◆ **MATERIAL FOR THIS EXERCISE**
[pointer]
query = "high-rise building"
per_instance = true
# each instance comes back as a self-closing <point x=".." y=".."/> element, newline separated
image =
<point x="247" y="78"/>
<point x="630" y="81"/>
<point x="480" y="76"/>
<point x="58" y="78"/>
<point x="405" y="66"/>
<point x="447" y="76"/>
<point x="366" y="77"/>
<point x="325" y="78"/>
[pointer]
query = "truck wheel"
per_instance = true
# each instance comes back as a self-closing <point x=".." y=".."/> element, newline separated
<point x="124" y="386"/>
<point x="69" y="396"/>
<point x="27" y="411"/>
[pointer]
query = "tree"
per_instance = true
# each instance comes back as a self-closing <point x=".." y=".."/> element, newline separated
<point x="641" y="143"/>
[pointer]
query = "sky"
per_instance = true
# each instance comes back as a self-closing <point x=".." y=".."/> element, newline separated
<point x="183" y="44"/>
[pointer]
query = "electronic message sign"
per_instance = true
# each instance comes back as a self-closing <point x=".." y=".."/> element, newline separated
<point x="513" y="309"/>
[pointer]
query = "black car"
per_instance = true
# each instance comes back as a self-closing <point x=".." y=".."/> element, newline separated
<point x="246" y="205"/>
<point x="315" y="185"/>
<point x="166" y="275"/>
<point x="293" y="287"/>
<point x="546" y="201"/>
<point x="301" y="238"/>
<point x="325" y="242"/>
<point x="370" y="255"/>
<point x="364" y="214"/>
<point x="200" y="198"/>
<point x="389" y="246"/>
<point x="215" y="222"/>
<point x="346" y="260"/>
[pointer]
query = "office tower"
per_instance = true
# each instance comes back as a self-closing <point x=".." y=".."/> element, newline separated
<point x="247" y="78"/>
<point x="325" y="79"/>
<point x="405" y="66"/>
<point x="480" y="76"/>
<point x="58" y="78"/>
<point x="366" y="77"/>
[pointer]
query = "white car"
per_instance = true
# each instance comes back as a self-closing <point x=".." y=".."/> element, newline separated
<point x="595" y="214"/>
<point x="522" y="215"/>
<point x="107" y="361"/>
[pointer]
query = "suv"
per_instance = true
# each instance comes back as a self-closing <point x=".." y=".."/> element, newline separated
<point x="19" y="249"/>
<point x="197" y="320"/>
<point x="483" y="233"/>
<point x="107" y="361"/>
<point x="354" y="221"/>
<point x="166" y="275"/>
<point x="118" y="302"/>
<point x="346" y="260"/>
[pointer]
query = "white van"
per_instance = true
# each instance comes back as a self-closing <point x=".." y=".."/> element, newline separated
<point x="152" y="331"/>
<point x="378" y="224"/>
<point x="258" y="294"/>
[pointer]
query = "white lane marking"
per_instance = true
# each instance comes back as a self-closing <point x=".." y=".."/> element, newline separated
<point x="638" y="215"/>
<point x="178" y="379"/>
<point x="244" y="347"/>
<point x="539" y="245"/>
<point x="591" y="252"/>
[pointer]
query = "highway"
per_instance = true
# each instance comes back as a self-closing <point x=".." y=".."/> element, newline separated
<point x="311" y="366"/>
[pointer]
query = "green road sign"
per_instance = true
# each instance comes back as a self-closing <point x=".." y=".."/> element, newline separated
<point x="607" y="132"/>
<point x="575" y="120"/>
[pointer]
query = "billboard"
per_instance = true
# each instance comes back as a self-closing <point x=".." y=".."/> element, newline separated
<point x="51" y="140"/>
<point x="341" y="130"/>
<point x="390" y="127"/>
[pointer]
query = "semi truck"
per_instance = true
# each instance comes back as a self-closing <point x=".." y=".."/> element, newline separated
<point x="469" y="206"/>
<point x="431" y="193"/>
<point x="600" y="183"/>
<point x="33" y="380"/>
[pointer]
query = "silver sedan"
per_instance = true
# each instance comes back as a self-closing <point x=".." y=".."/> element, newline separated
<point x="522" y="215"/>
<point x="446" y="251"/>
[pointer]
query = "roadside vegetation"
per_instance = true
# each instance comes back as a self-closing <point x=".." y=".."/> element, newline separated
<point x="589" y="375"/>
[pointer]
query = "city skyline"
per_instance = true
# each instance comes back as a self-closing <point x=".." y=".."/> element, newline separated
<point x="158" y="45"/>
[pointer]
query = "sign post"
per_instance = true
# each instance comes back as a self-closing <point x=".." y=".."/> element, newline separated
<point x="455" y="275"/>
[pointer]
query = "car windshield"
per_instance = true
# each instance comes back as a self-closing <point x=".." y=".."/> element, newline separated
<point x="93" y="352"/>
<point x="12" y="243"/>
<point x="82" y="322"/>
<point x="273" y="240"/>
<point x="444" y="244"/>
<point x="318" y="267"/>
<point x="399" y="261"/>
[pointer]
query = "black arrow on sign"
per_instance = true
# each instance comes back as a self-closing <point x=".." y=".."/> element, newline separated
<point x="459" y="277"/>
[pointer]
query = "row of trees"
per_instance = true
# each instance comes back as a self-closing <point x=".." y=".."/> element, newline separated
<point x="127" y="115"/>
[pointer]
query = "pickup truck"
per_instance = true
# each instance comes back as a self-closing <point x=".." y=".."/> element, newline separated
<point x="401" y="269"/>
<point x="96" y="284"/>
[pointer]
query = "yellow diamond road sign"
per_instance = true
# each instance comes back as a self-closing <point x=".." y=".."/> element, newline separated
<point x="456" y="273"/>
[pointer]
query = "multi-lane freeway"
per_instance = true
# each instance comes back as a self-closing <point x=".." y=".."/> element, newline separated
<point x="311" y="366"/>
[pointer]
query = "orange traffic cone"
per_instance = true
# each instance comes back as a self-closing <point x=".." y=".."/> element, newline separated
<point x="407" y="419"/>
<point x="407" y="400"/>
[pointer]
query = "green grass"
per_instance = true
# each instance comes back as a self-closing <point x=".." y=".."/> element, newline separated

◆ **TASK DESCRIPTION**
Find every line in the records above that contains the string "lane" and copy each one. Case counts.

◆ **WRITTEN SOLUTION**
query = "white lane marking"
query = "multi-lane freeway"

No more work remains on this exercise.